=== Section Start ===

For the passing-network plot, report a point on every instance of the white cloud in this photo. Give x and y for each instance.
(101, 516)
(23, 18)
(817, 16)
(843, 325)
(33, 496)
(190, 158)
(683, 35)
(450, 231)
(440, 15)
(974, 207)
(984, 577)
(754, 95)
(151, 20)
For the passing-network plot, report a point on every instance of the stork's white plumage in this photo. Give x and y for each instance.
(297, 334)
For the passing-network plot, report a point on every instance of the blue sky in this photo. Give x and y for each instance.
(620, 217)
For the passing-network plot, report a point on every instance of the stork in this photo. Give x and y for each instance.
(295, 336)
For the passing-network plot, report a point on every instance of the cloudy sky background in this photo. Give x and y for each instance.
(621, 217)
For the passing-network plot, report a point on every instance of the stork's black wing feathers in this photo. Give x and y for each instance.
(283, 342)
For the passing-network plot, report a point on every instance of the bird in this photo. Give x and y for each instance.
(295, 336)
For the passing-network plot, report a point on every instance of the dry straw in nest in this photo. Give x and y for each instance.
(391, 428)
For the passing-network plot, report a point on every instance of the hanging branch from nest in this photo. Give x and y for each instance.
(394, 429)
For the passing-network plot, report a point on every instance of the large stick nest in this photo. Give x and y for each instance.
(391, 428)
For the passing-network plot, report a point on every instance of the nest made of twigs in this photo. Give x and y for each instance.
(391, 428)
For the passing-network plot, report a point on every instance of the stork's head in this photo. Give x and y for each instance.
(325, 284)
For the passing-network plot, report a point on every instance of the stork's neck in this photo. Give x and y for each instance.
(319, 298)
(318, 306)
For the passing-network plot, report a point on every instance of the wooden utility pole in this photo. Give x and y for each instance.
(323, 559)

=== Section End ===

Description of the task:
Give the listing again exactly as it appears.

Finished task:
For the passing-network plot, report a point on every instance of the white cloud in this photo. Give x and y for each instance.
(101, 516)
(23, 18)
(817, 16)
(843, 325)
(33, 496)
(190, 158)
(683, 35)
(450, 231)
(440, 15)
(974, 207)
(984, 577)
(754, 95)
(151, 20)
For the passing-network plot, report a point on every instance of the stork's white plumage in this photo. Give x and y for each instance.
(297, 334)
For the passing-network plot, report a point on every instance of the blue sky in this photo. Give x and y for each instance.
(620, 217)
For the passing-network plot, report a point on every instance of the stork in this photo. Give x and y for each instance.
(295, 336)
For the passing-network plot, report a point on every instance of the cloudy sky background in this photo. Give x and y for each instance.
(621, 217)
For the passing-network plot, report a point on every instance of the stork's black wing feathers in this photo. Give x and y for each instance.
(283, 342)
For the passing-network plot, report a point on every instance of the bird in this photo. Give x and y for each instance.
(295, 336)
For the passing-network plot, report a point on every instance of the dry straw in nest in this photo. Give x and y for each instance.
(391, 428)
For the passing-network plot, report a point on every instance of the hanging branch from nest in this photo. Give x and y for each instance.
(394, 429)
For the passing-network plot, report a point on every instance of the large stick nest in this photo. Give x and y for each instance.
(391, 428)
For the passing-network plot, report a point on every instance of the nest made of twigs in this photo. Give x and y for each instance.
(391, 428)
For the passing-network plot, report a point on every instance of the stork's head in this photo. Give x and y for each instance.
(325, 284)
For the passing-network plot, report a point on every instance of the stork's neck in this photo. Give x and y for each instance.
(319, 298)
(318, 306)
For the passing-network plot, report a point on every instance of the wooden utility pole in this photo. Give x and y for each instance.
(323, 559)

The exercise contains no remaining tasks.